— start Material for this task —

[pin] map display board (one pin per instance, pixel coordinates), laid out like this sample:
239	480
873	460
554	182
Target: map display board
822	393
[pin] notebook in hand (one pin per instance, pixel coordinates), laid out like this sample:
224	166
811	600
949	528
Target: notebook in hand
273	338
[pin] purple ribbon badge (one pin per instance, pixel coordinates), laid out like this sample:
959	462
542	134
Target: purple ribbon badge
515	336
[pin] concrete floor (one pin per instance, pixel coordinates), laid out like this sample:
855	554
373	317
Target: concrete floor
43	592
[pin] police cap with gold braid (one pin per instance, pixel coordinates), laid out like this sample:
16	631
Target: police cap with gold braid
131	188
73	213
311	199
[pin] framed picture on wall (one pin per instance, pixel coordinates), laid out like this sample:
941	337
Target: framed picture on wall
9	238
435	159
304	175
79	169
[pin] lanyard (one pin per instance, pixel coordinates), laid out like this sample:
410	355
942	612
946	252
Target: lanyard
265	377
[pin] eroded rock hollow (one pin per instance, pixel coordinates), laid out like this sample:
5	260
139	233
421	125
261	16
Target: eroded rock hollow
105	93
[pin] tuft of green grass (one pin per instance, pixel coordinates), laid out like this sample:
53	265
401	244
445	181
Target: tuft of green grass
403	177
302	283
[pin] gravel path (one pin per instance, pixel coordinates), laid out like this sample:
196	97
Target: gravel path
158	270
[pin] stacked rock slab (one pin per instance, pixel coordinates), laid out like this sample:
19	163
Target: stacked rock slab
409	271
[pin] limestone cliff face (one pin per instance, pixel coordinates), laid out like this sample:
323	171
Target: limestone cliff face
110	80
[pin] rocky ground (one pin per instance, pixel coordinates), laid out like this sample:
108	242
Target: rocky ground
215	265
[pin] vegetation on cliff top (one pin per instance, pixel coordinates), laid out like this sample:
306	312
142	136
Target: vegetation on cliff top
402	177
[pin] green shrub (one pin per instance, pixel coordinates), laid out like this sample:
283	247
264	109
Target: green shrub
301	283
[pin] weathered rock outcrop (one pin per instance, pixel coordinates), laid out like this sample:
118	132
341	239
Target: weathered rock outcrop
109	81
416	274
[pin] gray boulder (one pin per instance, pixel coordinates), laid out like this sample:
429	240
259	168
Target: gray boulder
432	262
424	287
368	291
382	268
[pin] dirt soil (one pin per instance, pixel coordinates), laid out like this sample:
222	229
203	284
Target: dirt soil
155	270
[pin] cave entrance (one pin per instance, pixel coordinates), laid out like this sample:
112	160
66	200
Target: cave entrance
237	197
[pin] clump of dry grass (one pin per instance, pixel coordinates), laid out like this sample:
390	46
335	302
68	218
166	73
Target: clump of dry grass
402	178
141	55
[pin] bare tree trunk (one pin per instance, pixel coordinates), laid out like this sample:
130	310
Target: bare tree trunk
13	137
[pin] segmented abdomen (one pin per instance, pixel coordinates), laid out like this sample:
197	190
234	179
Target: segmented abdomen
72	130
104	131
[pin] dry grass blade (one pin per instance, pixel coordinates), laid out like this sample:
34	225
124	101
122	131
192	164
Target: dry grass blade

— end Material for this task —

→ Directive
Find the line that contains "[pin] weathered rock" in the listing above. Retype it and every line after it up to the last, exactly, and nothing else.

→ Finished answer
[pin] weathered rock outcrop (one pin per instance, pixel coordinates), laid out like this sample:
118	132
341	239
Target: weathered rock outcrop
109	81
416	274
[pin] gray boulder (one pin per instance, pixel coordinates), laid out like this sample:
429	240
259	168
Target: gray boulder
432	262
424	287
368	291
382	268
[pin] dirt soil (one pin per instance, pixel coordinates), laid out like this sample:
222	229
203	284
Target: dirt soil
155	270
[pin] cave entrance (one pin per instance, pixel coordinates), laid out like this sample:
112	160
66	200
Target: cave entrance
237	197
[pin] clump of dry grass (one pin per instance, pixel coordinates), laid out like this sample:
390	46
335	302
68	218
166	73
Target: clump of dry grass
402	178
141	55
[pin] bare tree trunk (one pin per instance, pixel coordinates), laid out like this sample:
130	310
Target: bare tree trunk
13	137
[pin] segmented abdomen (one pin per instance, pixel coordinates), laid out like this sample:
197	190
234	179
Target: segmented abdomen
72	130
104	131
[pin] dry grass blade (one pin per instance, pixel coordinates), laid out like this sample:
34	225
124	101
122	131
192	164
Target: dry grass blade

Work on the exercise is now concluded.